#### SET PROBLEM
Copy the records again, starting at the line that contains "In this photo, where can the sandstone cliff" and continuing through the end of the records. Replace "desert shrub" with "scrub bush" wherever it appears, leave everything else unchanged, and omit the pictures.

#### MATERIAL SUPPLIED
::::::::::
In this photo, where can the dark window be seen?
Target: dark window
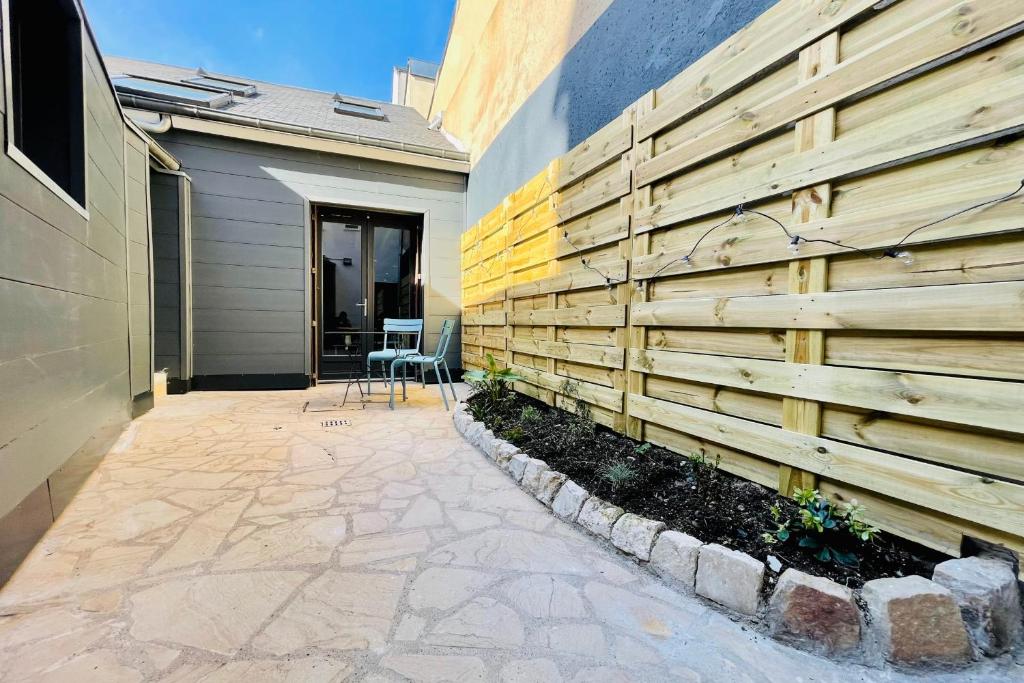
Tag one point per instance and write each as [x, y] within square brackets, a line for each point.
[47, 116]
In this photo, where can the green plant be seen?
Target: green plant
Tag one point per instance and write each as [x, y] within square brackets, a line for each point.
[619, 474]
[493, 382]
[833, 531]
[529, 416]
[513, 434]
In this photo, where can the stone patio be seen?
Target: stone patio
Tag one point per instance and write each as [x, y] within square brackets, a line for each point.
[231, 537]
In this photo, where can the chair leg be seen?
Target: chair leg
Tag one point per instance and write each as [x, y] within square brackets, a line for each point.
[451, 385]
[440, 385]
[390, 401]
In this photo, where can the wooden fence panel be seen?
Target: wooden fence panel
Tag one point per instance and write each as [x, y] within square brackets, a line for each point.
[633, 283]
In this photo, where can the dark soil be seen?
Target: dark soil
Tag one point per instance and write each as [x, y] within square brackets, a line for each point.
[689, 494]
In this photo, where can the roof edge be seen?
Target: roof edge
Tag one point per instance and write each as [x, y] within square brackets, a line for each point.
[307, 131]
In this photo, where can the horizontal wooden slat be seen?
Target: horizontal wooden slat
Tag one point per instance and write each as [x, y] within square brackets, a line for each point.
[774, 36]
[984, 98]
[950, 307]
[606, 356]
[587, 316]
[573, 280]
[955, 399]
[486, 317]
[593, 191]
[763, 242]
[600, 147]
[940, 34]
[592, 393]
[971, 497]
[488, 341]
[604, 226]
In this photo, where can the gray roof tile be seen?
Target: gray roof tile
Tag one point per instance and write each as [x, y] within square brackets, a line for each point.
[301, 107]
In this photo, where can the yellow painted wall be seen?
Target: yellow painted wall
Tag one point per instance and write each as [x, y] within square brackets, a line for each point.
[498, 52]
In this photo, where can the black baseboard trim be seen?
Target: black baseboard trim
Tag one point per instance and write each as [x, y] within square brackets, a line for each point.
[175, 385]
[141, 403]
[249, 382]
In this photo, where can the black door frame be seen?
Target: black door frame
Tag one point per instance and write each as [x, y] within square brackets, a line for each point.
[365, 217]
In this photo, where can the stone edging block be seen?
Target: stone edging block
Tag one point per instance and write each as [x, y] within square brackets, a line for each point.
[568, 501]
[635, 535]
[730, 578]
[814, 611]
[675, 559]
[913, 621]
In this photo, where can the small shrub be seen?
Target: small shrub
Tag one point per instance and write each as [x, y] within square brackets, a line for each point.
[834, 532]
[619, 474]
[493, 383]
[529, 416]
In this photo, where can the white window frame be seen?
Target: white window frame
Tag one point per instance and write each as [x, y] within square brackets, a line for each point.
[11, 150]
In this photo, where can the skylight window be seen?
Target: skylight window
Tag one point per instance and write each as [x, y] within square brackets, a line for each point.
[342, 105]
[233, 87]
[145, 87]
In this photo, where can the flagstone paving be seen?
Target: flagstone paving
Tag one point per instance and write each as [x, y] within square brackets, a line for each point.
[230, 537]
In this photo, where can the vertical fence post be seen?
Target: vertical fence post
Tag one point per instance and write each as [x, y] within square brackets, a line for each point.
[639, 246]
[810, 274]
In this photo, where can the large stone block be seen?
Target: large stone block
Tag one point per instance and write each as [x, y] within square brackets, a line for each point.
[815, 611]
[635, 535]
[502, 451]
[568, 501]
[462, 422]
[547, 488]
[915, 621]
[531, 474]
[484, 439]
[517, 465]
[730, 578]
[599, 516]
[675, 558]
[988, 597]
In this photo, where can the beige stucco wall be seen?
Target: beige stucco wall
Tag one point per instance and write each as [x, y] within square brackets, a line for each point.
[477, 88]
[419, 91]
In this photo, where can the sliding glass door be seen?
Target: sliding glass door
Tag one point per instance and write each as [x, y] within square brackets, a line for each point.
[368, 269]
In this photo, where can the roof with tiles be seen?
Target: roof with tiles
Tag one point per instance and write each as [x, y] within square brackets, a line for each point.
[301, 107]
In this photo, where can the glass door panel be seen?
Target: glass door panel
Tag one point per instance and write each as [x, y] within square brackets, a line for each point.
[343, 298]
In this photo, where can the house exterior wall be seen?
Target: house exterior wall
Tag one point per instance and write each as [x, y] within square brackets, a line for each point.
[65, 365]
[498, 52]
[529, 110]
[166, 274]
[251, 243]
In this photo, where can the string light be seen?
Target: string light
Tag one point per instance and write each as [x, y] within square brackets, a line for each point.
[895, 251]
[608, 282]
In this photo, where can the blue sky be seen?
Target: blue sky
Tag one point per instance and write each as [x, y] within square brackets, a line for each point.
[336, 45]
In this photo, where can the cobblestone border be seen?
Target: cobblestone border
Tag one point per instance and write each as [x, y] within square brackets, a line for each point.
[971, 607]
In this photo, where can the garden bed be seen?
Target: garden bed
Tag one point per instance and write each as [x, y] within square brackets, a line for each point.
[689, 494]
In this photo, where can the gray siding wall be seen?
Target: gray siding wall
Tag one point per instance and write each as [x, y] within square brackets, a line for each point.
[250, 245]
[166, 269]
[634, 46]
[139, 258]
[64, 284]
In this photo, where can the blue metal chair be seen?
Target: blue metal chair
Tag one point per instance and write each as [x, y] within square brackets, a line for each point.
[402, 330]
[437, 360]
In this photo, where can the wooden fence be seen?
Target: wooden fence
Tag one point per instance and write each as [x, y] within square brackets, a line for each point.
[850, 123]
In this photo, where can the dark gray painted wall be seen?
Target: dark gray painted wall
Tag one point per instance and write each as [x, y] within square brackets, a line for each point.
[249, 250]
[64, 306]
[633, 47]
[167, 313]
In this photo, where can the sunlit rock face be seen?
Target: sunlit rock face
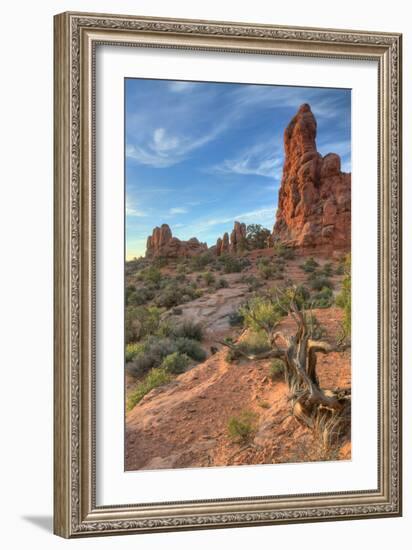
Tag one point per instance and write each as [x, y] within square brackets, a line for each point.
[314, 205]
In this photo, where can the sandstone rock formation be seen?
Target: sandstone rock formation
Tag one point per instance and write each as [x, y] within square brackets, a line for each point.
[238, 238]
[162, 244]
[235, 244]
[314, 206]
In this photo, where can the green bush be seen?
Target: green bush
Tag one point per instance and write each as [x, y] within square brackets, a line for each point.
[188, 329]
[260, 311]
[155, 349]
[252, 282]
[253, 344]
[221, 283]
[152, 275]
[318, 282]
[191, 348]
[309, 265]
[141, 321]
[175, 363]
[257, 236]
[316, 330]
[132, 350]
[139, 296]
[200, 261]
[265, 271]
[326, 270]
[235, 319]
[154, 379]
[283, 251]
[230, 264]
[323, 298]
[241, 428]
[209, 278]
[340, 270]
[277, 367]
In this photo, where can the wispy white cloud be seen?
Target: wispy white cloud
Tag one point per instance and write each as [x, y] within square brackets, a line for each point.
[164, 150]
[181, 86]
[178, 210]
[263, 159]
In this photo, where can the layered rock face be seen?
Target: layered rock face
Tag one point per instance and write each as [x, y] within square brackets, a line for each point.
[235, 243]
[162, 244]
[314, 206]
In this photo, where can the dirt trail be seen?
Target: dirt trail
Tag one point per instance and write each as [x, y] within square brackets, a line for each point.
[184, 423]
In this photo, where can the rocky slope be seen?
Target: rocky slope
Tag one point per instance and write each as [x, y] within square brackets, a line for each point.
[314, 206]
[184, 423]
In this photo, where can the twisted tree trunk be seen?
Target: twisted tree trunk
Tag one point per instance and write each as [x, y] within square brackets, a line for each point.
[325, 411]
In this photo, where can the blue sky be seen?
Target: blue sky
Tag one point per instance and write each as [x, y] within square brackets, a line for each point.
[200, 155]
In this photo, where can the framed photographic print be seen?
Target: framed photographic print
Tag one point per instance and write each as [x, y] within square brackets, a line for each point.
[227, 274]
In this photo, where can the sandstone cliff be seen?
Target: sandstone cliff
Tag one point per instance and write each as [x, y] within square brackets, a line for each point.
[314, 205]
[162, 244]
[235, 244]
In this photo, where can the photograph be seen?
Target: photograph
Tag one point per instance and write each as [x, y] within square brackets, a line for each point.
[237, 277]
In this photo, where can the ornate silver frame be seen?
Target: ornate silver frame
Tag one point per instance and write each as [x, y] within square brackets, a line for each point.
[76, 36]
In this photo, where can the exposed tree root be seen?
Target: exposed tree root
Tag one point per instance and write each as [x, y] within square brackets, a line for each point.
[326, 412]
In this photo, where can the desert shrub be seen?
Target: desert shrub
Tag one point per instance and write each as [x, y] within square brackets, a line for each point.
[309, 265]
[261, 312]
[235, 319]
[153, 379]
[160, 262]
[180, 278]
[132, 350]
[151, 356]
[265, 271]
[188, 329]
[252, 282]
[326, 270]
[181, 269]
[318, 282]
[283, 251]
[221, 283]
[316, 330]
[139, 296]
[200, 261]
[230, 264]
[191, 348]
[169, 297]
[277, 367]
[175, 363]
[209, 278]
[323, 298]
[257, 236]
[141, 321]
[253, 344]
[152, 275]
[241, 428]
[174, 294]
[340, 270]
[155, 349]
[344, 300]
[299, 294]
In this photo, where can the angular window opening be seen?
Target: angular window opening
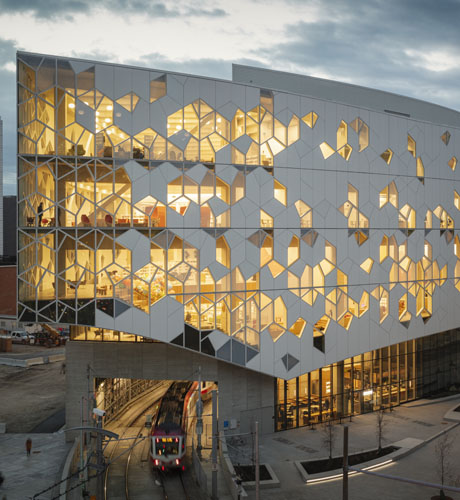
::::::::::
#### THE REPLY
In this photo, where can the sandstone cliff be seen?
Target: sandstone cliff
Tag one point per instance and write each as [x, y] within square brackets, a line for each point.
[314, 205]
[162, 244]
[235, 244]
In this photo, where can the photograph be seen?
Target: photograph
Tag one point per instance and write each as [x, y] within square brackets, a line for each point.
[237, 277]
In this photo, where can the ornate silver frame be seen?
Target: ornate silver frame
Tag one point per instance and write each as [x, y] within square brackets, a line for each point.
[76, 36]
In this photo, where can the exposed tree root be seen?
Target: exposed tree root
Tag one point per instance and write each as [x, y] within square brackets, a line for each point.
[326, 412]
In this photo, where can the scrub bush be seen?
Target: scrub bush
Tag one point per instance and write each as [x, y] within square brackets, a line for each point.
[309, 265]
[261, 312]
[235, 319]
[153, 379]
[160, 262]
[180, 278]
[132, 350]
[151, 356]
[265, 271]
[188, 329]
[252, 282]
[326, 270]
[181, 269]
[318, 282]
[283, 251]
[221, 283]
[316, 330]
[139, 296]
[200, 261]
[230, 264]
[191, 348]
[169, 297]
[277, 367]
[175, 363]
[209, 278]
[323, 298]
[257, 236]
[141, 321]
[253, 344]
[152, 275]
[241, 428]
[174, 294]
[340, 270]
[155, 349]
[344, 300]
[299, 294]
In this photo, where can the angular window opening be seen?
Target: angular window opening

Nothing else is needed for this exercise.